**Selected text:**
────────────────────────────────────────
Artisanal gold miners have damaged large swathes of farmland over the past year, worsening the outlook for the cocoa harvest in the world’s second-largest grower.
More than 19,000 hectares, or about two per cent of cocoa plantations, have been destroyed by so-called galamsey, small-scale miners who often operate illegally, Fiifi Boafo, spokesman for the Ghana Cocoa Board, said by phone.
Authorities had already warned that Ghana is unlikely to meet its initial output target of 850,000 tons this year.
“This will definitely have an effect on the crop outlook,” said Boafo who declined to give an output forecast.
Cocoa is the third-biggest foreign-exchange earner for Ghana after gold and oil. Small-scale mining is rife in Africa’s biggest gold producer, accounting for a third of output. While mining activities, which contaminate waterways with metals and chemicals, have affected farming for decades, the practice is intensifying, Boafo said, with some gold mining licenses encroaching on farms.
Meanwhile, the current crop has suffered from long spells of drought and the after-effects of a severe outbreak of swollen-shoot disease. Cocoa output slumped 34% in the first six months of the season, compared with the same period last year, people familiar with the matter told Bloomberg last month. This follows last season’s record harvest of 1.05 million tons.
Losing even “an inch of land suitable for cocoa production has an impact on our business,” Samuel Adimado, president of the Licensed Cocoa Buyers Association of Ghana, said in an emailed response to questions. Government measures to curb galamsey activities “should be reviewed,” he said.
The cocoa regulator is engaging with the Minerals Commission to use location data to identify mining on farms, Boafo said. It also plans to ensure mining companies compensate cocoa farmers impacted by their activities.
────────────────────────────────────────
**What is needed:** Copy the article on gold mining and Ghana's cocoa farms word for word, in full. The lines that come next are not needed for this exercise.

**The data:**
────────────────────────────────────────
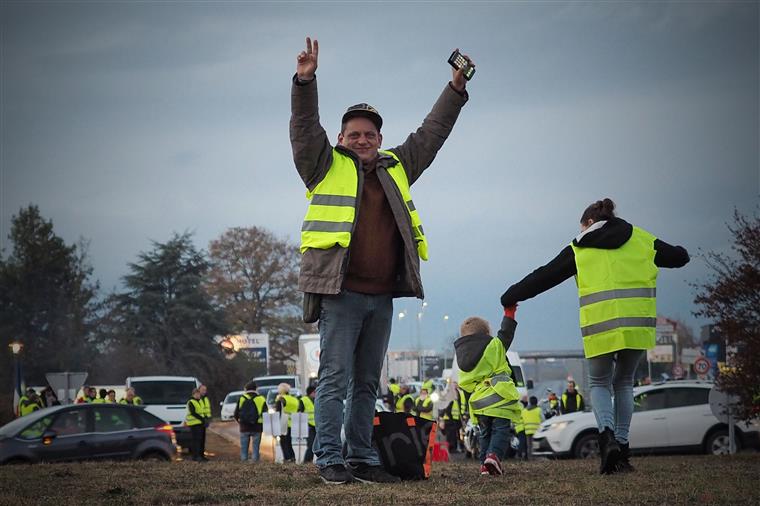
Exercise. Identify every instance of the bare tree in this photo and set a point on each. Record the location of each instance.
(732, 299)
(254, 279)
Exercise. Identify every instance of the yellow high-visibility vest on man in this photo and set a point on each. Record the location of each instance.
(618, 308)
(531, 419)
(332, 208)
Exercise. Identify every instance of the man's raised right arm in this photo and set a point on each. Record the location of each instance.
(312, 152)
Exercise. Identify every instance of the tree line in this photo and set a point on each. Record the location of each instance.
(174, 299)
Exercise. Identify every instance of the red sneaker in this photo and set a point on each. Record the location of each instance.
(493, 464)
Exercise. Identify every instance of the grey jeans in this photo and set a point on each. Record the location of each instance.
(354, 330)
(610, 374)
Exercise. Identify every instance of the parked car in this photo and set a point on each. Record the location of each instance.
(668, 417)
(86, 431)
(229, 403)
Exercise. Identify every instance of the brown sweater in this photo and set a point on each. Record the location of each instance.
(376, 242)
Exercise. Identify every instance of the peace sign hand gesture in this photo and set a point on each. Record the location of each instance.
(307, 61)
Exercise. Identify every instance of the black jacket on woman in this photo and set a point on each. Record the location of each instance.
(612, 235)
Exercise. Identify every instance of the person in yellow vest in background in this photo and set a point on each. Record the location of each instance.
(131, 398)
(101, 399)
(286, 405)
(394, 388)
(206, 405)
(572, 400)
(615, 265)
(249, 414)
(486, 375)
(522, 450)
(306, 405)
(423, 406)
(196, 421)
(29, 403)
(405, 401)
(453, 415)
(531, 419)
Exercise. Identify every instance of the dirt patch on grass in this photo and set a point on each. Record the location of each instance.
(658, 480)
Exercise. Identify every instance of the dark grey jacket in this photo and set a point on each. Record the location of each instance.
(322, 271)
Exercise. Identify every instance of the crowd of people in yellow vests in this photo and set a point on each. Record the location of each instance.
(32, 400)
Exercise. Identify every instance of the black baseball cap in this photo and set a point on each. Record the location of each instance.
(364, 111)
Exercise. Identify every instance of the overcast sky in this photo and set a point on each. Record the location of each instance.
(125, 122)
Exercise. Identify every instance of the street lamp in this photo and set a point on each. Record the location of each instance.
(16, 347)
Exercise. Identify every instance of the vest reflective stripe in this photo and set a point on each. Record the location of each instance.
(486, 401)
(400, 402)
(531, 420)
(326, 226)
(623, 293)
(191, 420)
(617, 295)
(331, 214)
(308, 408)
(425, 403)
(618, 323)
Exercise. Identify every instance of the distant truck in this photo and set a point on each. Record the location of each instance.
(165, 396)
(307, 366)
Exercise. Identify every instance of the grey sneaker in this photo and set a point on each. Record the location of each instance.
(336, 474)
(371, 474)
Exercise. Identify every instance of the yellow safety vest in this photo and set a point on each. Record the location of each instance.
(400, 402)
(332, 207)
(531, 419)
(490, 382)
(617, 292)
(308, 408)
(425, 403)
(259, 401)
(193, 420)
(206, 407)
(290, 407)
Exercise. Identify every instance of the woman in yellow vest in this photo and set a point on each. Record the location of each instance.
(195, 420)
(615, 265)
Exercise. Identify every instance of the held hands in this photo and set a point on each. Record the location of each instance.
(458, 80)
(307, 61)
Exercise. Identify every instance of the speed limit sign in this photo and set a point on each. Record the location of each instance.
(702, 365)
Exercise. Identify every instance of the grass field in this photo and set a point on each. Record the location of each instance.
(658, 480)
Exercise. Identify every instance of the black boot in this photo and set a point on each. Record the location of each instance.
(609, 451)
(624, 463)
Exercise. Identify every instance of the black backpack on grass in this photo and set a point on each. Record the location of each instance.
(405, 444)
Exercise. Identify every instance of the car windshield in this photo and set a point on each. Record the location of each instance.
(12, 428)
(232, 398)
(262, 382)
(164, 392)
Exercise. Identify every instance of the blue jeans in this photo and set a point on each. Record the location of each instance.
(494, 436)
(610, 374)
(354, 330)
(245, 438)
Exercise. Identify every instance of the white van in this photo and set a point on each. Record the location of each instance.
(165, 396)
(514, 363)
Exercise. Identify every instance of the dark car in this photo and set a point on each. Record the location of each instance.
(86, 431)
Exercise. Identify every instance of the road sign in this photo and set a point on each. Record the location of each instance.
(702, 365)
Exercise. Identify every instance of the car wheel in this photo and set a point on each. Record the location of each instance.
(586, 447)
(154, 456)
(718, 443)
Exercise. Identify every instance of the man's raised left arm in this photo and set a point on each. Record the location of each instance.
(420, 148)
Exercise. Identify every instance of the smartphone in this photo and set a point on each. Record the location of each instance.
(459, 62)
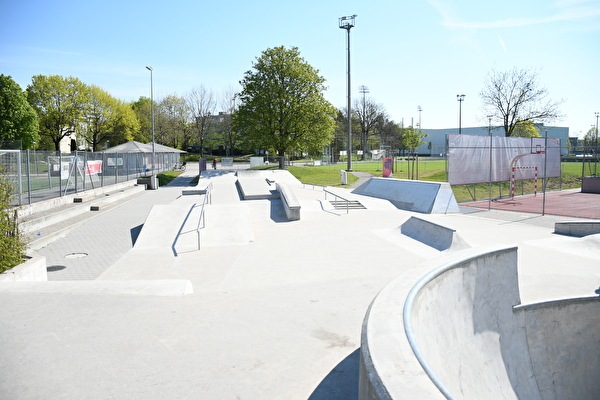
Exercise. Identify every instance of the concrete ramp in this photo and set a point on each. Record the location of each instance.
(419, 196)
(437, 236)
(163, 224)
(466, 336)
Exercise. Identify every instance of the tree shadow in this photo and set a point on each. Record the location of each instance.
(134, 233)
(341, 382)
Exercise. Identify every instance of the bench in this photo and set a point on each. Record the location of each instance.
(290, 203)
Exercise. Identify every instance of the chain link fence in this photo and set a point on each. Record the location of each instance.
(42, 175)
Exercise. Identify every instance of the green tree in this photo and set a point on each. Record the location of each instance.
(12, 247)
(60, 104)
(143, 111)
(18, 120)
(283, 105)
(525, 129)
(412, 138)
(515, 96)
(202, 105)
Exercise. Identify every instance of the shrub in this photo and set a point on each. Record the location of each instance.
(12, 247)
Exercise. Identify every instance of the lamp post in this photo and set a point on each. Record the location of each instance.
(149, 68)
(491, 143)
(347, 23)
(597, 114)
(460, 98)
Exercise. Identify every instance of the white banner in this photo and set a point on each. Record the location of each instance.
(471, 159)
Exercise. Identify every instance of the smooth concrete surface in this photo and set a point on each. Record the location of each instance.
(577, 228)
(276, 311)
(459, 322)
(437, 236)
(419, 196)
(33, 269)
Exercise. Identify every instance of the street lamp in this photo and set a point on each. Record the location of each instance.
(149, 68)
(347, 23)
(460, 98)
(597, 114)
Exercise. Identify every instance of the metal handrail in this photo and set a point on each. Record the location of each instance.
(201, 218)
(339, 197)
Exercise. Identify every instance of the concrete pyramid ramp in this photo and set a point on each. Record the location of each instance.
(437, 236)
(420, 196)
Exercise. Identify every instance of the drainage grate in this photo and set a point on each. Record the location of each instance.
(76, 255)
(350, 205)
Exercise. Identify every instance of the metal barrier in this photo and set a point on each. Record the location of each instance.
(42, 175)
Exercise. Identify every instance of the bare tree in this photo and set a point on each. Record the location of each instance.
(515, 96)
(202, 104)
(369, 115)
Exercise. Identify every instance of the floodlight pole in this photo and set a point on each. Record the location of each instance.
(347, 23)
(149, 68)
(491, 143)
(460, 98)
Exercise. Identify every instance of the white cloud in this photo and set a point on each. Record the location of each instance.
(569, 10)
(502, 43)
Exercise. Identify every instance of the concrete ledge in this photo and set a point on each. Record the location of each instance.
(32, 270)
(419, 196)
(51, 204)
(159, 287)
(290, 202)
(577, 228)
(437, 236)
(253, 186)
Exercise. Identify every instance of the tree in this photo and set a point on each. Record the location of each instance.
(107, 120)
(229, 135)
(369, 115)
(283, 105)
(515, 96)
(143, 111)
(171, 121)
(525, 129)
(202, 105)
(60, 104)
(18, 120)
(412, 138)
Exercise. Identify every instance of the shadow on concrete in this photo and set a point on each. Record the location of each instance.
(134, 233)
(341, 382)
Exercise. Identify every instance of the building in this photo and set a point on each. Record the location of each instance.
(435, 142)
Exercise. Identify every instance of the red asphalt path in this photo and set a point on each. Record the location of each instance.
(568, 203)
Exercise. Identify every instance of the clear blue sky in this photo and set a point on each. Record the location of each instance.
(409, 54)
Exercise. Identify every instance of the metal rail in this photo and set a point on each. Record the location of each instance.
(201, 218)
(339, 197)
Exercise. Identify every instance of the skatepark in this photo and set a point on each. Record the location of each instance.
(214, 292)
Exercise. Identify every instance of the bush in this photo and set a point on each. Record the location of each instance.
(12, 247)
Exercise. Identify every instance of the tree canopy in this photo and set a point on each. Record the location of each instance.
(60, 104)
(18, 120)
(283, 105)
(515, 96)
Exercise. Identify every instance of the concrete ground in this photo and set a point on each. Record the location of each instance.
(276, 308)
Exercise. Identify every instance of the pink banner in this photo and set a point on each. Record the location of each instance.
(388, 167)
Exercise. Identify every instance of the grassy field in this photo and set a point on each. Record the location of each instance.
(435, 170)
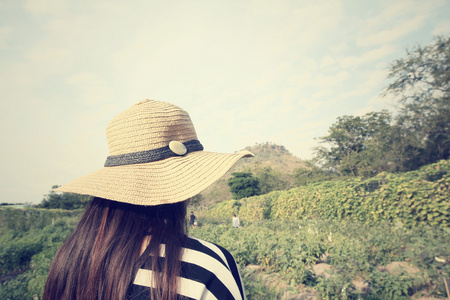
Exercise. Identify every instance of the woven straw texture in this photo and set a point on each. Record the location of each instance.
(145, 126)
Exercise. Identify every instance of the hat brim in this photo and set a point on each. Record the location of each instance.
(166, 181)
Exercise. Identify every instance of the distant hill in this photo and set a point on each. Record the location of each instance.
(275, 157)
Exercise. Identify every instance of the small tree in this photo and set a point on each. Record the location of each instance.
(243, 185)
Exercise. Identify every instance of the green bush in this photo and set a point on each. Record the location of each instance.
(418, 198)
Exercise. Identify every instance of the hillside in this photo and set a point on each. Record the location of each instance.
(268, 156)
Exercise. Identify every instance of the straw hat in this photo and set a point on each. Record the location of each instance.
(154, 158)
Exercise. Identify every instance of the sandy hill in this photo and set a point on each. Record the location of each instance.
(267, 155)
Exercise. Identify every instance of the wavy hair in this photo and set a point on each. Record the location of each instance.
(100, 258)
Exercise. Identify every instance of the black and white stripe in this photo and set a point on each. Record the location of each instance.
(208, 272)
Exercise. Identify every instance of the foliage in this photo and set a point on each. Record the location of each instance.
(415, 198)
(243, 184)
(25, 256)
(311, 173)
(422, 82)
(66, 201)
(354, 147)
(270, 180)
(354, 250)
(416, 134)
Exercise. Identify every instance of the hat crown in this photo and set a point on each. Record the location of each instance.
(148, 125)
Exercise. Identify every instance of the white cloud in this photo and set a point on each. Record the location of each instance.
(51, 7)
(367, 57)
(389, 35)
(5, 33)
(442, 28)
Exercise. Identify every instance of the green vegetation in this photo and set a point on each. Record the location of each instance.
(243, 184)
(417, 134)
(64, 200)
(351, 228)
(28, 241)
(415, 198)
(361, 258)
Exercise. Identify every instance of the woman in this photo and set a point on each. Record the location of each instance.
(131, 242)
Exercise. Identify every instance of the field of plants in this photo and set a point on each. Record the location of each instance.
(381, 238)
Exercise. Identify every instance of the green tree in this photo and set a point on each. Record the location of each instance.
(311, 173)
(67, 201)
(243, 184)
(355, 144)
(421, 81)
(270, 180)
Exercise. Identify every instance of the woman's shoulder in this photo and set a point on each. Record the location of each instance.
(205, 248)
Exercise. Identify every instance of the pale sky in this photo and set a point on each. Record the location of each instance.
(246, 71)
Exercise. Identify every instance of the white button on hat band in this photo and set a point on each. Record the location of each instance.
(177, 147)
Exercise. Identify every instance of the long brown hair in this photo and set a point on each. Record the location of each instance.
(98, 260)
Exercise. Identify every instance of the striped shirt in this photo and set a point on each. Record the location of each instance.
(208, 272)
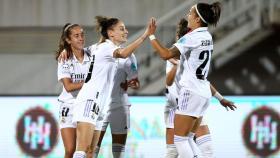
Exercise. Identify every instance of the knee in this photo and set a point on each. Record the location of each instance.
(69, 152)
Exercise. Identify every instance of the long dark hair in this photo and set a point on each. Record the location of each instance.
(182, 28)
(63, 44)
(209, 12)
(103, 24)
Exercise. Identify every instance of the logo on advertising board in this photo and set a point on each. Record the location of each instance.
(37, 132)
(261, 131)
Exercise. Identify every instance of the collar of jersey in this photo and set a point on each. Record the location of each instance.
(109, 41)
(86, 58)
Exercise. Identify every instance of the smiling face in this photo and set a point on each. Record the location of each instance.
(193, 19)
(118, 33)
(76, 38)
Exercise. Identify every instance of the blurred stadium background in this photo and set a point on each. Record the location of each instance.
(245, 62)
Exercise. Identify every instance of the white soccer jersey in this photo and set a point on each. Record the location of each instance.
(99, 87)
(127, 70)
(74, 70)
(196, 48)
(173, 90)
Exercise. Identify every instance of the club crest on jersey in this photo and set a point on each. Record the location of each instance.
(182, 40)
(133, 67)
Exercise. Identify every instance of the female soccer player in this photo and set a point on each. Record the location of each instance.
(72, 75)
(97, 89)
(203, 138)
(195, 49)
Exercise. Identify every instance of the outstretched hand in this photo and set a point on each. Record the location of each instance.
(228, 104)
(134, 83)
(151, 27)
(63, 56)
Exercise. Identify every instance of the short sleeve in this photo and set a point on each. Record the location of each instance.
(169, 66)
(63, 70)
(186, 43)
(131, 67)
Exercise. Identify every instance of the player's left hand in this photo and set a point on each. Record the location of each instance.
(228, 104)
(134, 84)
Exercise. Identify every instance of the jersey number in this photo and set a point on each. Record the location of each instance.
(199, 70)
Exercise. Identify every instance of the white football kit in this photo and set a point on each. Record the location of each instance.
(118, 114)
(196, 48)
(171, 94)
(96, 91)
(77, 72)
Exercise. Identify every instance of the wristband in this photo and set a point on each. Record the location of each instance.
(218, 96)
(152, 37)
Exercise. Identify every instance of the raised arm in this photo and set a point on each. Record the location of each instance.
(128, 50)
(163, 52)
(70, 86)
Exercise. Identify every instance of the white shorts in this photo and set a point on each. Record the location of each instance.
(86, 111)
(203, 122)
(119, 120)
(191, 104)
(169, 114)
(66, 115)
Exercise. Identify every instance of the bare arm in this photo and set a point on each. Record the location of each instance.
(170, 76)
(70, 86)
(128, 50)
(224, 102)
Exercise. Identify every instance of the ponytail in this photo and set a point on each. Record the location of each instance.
────────────────────────────────────────
**Your response:**
Artisanal gold miners have damaged large swathes of farmland over the past year, worsening the outlook for the cocoa harvest in the world’s second-largest grower.
More than 19,000 hectares, or about two per cent of cocoa plantations, have been destroyed by so-called galamsey, small-scale miners who often operate illegally, Fiifi Boafo, spokesman for the Ghana Cocoa Board, said by phone.
Authorities had already warned that Ghana is unlikely to meet its initial output target of 850,000 tons this year.
“This will definitely have an effect on the crop outlook,” said Boafo who declined to give an output forecast.
Cocoa is the third-biggest foreign-exchange earner for Ghana after gold and oil. Small-scale mining is rife in Africa’s biggest gold producer, accounting for a third of output. While mining activities, which contaminate waterways with metals and chemicals, have affected farming for decades, the practice is intensifying, Boafo said, with some gold mining licenses encroaching on farms.
Meanwhile, the current crop has suffered from long spells of drought and the after-effects of a severe outbreak of swollen-shoot disease. Cocoa output slumped 34% in the first six months of the season, compared with the same period last year, people familiar with the matter told Bloomberg last month. This follows last season’s record harvest of 1.05 million tons.
Losing even “an inch of land suitable for cocoa production has an impact on our business,” Samuel Adimado, president of the Licensed Cocoa Buyers Association of Ghana, said in an emailed response to questions. Government measures to curb galamsey activities “should be reviewed,” he said.
The cocoa regulator is engaging with the Minerals Commission to use location data to identify mining on farms, Boafo said. It also plans to ensure mining companies compensate cocoa farmers impacted by their activities.